§ **WRITTEN EXERCISE**
Write out every entry exactly as it appears.

§ **GIVEN ENTRIES**

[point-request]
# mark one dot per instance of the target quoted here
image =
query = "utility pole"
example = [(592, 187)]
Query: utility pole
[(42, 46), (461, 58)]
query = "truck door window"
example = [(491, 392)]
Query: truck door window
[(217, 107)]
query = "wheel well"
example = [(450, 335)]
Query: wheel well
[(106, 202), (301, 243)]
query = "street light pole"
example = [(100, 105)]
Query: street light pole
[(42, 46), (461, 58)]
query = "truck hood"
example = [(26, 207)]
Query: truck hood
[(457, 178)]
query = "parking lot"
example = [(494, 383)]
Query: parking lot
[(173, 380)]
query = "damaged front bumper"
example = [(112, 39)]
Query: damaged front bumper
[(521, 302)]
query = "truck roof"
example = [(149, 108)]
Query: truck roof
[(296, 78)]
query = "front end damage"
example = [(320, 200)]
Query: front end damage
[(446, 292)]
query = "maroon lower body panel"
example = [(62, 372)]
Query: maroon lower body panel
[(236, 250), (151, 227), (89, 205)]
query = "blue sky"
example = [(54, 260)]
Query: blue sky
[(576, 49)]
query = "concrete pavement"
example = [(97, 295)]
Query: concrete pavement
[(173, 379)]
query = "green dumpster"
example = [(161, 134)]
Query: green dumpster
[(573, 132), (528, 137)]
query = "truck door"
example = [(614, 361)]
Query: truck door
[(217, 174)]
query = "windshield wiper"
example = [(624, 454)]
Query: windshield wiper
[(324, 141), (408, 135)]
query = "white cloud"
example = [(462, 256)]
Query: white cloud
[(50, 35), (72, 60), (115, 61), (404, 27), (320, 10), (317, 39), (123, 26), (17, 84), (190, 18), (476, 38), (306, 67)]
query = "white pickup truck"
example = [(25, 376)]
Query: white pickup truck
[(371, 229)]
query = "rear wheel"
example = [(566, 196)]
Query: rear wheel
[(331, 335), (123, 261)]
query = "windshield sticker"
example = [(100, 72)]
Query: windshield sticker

§ **ANSWER BELOW**
[point-request]
# mark one dot per instance of the target quoted here
image =
query = "utility pole"
example = [(592, 187)]
Query: utility pole
[(42, 46), (461, 58)]
query = "truck door window"
example = [(491, 392)]
Query: truck door window
[(217, 107)]
query = "wheel well"
example = [(450, 335)]
Query: wheel well
[(106, 202), (301, 243)]
query = "street light pole"
example = [(100, 105)]
Query: street light pole
[(42, 46), (461, 58)]
query = "truck hood"
example = [(26, 207)]
Query: truck hood
[(457, 178)]
query = "parking lot"
example = [(494, 383)]
Query: parking lot
[(173, 380)]
query = "damaged front bumper"
example = [(112, 39)]
Query: damaged front bumper
[(521, 302)]
query = "truck roof"
example = [(149, 108)]
Query: truck roof
[(296, 78)]
query = "front end damage"
example = [(320, 200)]
Query: front end damage
[(446, 292)]
query = "maroon lower body panel"
example = [(62, 372)]
Query: maroon lower body panel
[(236, 250), (151, 227), (89, 205)]
query = "blue sky"
example = [(54, 260)]
Query: blue sky
[(576, 49)]
query = "concrete pavement"
example = [(97, 295)]
Query: concrete pavement
[(173, 379)]
query = "green dumpster"
example = [(161, 134)]
Query: green dumpster
[(573, 132), (528, 137)]
query = "truck door"
example = [(614, 361)]
Query: truck door
[(217, 174)]
query = "windshield wiper"
example = [(624, 454)]
Query: windshield wiper
[(324, 141), (408, 135)]
query = "white cloud"
example = [(462, 256)]
Query: white cloud
[(50, 35), (72, 60), (115, 61), (404, 27), (320, 10), (317, 39), (123, 26), (17, 84), (190, 18), (476, 38), (306, 67)]
query = "white pickup truck"
example = [(25, 376)]
Query: white pickup truck
[(371, 229)]
query = "rear wheel"
example = [(566, 196)]
Query: rear wheel
[(331, 335), (123, 261)]
query = "windshield sticker"
example = [(100, 72)]
Query: windshield sticker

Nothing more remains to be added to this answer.